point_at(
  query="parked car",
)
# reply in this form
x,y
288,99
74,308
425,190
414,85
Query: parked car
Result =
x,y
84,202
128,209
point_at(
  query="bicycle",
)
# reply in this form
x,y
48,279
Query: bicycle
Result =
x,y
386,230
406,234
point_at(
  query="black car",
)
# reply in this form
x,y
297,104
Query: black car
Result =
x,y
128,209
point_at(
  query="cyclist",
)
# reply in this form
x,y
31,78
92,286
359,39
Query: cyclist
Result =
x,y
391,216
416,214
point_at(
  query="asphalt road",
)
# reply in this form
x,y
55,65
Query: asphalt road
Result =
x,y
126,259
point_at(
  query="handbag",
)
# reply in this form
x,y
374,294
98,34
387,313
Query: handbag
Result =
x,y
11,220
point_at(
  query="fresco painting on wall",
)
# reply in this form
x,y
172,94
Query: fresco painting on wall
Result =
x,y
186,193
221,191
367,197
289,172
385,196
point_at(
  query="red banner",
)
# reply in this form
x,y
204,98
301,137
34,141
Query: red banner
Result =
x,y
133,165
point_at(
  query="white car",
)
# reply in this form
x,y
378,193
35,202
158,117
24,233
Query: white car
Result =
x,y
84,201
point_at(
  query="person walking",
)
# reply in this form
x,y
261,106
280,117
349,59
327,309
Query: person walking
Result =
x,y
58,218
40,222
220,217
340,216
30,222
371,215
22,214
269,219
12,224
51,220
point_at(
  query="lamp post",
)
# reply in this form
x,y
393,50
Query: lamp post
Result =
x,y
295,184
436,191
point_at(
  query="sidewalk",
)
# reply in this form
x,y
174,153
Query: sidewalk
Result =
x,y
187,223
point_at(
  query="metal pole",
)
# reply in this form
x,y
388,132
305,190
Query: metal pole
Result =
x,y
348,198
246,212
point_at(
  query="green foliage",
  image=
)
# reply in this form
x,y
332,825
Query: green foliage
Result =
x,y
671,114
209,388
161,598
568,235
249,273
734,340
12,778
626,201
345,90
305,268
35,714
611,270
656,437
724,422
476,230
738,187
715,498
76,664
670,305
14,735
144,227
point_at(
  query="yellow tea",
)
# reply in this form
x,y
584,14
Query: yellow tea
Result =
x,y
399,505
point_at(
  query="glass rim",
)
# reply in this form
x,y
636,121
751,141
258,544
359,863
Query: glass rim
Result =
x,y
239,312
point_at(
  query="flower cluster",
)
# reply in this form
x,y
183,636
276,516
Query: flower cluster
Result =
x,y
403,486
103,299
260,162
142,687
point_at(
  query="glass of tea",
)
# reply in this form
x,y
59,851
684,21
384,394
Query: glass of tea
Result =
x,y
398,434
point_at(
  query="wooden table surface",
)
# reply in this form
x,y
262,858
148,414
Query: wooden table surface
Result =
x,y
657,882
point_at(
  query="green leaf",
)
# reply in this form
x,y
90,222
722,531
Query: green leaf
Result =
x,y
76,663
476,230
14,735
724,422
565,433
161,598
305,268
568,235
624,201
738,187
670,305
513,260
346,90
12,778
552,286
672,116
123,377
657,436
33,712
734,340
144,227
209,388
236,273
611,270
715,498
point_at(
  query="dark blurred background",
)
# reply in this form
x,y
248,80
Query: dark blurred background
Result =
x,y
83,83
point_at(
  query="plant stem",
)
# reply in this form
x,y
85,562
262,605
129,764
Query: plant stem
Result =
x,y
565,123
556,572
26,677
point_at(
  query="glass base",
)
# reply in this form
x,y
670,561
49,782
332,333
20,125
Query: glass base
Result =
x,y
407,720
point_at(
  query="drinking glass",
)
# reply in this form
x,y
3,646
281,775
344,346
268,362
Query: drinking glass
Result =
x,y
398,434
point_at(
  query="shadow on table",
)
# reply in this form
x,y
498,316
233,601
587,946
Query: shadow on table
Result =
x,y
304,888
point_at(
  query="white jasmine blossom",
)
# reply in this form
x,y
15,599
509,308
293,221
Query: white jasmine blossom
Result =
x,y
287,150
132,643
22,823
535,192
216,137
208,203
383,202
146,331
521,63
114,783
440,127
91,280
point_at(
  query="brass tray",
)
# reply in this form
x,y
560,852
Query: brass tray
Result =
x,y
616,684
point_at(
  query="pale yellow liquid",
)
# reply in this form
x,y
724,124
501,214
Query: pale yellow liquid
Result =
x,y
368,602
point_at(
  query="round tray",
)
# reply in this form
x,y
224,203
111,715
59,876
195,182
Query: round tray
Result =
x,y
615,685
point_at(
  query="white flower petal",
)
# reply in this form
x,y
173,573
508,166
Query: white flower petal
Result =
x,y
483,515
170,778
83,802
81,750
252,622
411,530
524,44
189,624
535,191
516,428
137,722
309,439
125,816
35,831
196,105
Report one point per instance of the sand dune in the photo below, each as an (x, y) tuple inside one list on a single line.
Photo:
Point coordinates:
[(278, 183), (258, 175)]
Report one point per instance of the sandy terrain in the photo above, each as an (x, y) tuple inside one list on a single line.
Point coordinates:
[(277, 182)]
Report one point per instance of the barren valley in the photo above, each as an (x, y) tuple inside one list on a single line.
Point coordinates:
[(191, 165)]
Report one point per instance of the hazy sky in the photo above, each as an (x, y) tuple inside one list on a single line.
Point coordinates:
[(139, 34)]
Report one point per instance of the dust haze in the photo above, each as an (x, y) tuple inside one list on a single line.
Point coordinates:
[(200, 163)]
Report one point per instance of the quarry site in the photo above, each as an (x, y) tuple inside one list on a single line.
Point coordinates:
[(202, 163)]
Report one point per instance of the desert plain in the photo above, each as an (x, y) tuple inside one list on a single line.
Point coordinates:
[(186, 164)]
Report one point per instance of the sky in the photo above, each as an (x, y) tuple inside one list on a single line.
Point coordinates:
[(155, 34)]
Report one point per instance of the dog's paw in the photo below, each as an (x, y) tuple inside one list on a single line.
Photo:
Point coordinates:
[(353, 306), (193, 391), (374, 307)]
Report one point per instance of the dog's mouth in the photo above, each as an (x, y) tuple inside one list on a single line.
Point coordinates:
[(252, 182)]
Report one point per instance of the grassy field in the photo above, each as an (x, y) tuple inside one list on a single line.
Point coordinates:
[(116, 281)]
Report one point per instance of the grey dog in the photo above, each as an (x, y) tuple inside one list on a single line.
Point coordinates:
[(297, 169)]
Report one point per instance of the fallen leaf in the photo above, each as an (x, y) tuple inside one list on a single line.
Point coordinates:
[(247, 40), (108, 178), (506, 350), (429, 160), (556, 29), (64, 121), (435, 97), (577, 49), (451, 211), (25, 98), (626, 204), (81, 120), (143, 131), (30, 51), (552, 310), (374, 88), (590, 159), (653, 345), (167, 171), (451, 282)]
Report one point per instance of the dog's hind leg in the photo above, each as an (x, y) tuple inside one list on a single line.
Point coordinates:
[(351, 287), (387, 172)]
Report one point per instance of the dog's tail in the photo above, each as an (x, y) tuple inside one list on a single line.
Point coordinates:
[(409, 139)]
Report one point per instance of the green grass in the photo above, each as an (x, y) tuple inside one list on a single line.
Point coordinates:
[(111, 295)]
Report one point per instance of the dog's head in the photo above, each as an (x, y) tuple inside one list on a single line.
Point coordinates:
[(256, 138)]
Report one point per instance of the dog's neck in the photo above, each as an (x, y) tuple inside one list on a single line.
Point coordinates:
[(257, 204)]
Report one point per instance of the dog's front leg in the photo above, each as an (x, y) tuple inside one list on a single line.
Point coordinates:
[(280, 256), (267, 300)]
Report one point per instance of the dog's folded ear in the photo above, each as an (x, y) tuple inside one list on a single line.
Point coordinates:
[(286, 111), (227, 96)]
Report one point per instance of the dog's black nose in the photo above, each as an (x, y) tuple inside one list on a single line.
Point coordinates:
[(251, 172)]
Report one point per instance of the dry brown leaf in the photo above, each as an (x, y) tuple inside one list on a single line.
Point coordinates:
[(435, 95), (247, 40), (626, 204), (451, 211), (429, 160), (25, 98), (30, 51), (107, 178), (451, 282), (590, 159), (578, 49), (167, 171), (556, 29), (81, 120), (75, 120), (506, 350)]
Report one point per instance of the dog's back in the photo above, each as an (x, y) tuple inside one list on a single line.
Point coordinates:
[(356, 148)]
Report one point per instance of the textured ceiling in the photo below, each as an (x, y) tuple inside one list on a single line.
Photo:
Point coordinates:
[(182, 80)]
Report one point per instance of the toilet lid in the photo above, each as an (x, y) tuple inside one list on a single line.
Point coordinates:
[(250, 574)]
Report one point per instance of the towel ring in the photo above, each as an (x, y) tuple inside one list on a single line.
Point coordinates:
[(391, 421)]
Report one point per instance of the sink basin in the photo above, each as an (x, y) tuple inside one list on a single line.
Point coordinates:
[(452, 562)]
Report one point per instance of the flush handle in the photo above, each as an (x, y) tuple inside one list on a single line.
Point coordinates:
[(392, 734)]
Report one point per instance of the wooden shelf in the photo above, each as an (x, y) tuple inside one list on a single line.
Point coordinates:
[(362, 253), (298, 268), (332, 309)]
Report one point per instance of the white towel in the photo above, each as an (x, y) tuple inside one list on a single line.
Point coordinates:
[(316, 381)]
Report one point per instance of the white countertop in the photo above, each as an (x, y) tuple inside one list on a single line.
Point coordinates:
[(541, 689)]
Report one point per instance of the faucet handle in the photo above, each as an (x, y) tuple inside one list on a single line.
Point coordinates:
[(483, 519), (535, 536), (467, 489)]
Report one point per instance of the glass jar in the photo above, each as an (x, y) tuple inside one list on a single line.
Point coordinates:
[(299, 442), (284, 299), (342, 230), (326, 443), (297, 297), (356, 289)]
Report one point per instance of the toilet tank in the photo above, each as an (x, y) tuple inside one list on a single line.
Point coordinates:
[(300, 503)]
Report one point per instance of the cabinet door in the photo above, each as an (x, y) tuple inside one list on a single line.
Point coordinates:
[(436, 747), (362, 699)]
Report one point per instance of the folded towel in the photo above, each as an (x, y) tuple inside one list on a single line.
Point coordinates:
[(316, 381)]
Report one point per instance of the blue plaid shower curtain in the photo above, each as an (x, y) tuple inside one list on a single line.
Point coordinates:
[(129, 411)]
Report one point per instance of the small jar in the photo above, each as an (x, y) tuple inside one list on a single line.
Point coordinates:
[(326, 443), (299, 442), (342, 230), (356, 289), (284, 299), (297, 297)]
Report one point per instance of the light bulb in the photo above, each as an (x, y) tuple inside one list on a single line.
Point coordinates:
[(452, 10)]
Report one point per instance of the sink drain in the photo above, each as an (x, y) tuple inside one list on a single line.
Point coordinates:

==============================

▸ **EXERCISE PROMPT**:
Lines containing the word "tray": copy every one of them from the records above.

▸ **YOUR RESPONSE**:
  query="brass tray",
Query: brass tray
  query="round tray",
Query: round tray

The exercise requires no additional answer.